→ **Items**
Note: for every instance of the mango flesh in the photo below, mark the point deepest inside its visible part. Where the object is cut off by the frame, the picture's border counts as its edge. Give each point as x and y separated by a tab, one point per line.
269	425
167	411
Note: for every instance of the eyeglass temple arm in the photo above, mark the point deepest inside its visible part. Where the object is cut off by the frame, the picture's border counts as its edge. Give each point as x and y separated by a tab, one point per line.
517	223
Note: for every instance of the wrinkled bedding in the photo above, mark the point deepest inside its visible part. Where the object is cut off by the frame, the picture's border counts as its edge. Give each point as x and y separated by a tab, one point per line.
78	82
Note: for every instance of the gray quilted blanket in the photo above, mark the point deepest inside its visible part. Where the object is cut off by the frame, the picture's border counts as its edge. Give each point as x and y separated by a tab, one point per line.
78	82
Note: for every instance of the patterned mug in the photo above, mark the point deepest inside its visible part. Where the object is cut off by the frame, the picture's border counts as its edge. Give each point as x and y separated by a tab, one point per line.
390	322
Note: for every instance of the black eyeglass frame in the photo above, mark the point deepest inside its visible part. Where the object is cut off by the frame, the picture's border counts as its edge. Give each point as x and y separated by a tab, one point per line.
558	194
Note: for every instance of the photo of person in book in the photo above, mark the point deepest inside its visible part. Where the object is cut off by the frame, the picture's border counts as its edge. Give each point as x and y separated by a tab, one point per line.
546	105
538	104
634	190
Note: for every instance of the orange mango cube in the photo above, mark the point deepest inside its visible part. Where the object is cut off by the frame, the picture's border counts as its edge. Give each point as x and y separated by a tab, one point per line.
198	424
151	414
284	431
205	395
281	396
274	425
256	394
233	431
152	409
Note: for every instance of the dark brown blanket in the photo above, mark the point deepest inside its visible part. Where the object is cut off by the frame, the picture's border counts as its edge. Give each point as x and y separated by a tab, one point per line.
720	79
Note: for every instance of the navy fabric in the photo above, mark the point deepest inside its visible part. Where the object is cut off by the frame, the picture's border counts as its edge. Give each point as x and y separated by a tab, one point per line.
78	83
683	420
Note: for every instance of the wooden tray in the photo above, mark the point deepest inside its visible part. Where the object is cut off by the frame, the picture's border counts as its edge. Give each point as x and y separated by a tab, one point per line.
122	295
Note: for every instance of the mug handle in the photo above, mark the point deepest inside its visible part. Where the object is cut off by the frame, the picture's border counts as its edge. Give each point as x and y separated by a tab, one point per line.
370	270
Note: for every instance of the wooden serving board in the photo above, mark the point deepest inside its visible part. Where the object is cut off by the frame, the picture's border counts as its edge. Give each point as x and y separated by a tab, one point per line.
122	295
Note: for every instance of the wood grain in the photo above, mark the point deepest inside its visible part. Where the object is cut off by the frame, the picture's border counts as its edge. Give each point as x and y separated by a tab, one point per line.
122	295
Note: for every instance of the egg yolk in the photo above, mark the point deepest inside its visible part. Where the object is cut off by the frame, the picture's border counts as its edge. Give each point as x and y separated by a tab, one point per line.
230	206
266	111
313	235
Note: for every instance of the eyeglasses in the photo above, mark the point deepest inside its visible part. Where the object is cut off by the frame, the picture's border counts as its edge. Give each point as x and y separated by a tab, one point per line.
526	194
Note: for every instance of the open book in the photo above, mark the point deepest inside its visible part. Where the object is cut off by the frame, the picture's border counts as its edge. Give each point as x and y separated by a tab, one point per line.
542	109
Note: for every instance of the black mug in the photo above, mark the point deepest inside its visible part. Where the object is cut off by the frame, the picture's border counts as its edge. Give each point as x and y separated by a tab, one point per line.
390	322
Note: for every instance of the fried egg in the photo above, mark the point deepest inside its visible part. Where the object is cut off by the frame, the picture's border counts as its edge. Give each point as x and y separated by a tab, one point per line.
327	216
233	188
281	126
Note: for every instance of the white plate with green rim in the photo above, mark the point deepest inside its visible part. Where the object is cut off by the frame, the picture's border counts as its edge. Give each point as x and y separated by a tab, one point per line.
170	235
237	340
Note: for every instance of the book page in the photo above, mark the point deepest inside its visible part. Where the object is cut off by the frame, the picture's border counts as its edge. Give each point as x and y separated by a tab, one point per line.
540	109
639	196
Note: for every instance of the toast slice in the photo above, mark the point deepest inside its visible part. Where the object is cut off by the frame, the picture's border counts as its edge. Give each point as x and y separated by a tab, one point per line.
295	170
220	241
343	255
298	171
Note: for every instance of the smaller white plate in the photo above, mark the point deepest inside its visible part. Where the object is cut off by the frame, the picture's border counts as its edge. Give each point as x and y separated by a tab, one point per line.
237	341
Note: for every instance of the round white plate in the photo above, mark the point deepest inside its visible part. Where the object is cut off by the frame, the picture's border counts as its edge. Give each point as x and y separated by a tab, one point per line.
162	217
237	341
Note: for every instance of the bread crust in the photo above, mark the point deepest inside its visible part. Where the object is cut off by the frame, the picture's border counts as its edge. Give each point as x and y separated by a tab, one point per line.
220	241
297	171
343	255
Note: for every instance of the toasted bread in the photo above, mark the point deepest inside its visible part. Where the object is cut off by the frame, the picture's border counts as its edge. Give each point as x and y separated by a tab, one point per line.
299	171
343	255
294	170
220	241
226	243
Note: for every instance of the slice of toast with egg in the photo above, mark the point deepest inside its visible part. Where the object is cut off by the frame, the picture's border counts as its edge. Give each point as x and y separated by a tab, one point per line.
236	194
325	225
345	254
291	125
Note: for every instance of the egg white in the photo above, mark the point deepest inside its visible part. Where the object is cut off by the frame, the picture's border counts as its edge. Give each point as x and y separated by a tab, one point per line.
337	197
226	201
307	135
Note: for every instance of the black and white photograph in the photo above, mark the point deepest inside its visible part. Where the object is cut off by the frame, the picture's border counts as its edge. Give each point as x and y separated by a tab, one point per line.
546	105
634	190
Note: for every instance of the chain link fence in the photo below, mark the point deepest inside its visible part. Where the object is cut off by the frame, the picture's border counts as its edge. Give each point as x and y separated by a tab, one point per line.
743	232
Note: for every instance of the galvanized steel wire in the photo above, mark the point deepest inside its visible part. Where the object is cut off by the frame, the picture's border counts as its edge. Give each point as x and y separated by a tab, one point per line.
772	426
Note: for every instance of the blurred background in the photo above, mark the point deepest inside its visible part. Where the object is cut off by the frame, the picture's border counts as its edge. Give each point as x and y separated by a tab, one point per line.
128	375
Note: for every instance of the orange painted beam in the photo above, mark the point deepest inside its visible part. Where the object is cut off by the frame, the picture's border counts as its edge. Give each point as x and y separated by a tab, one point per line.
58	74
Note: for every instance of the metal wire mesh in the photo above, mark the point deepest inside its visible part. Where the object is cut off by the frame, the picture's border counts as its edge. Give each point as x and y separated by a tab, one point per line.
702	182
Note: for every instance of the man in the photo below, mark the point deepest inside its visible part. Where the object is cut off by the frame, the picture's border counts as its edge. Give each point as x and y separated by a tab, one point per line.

→ **Task requirements**
Starting with the line containing "Note: for every instance of the orange painted" and going on through the end of the material, write every line out again with its wording unchanged. Multiply each x and y coordinate in the answers by 0.95 and round to whole numbers, with halves rounding up.

→ **Response below**
Note: for every instance of the orange painted beam in the photo above, mark the point deepest inside its visible part. Where the object is cut off by the frame, the picture's border counts as its edge. Give each point as x and y separated by a tab, one point per line.
55	70
Note: for every instance of the metal wire mesh in the photo above, mark the point deepest inside its visible part. Where the object is cut off by the frame, the picture's border counts as its edge. Give each point as x and y separated by a tab, one point per line.
667	173
Note: for every instance of the man in the photo below, mark the point deepest inside its visible part. Where the object is cut off by the frame, the picture's border counts as its edge. Give each point as x and y separated by a tab, one point per line.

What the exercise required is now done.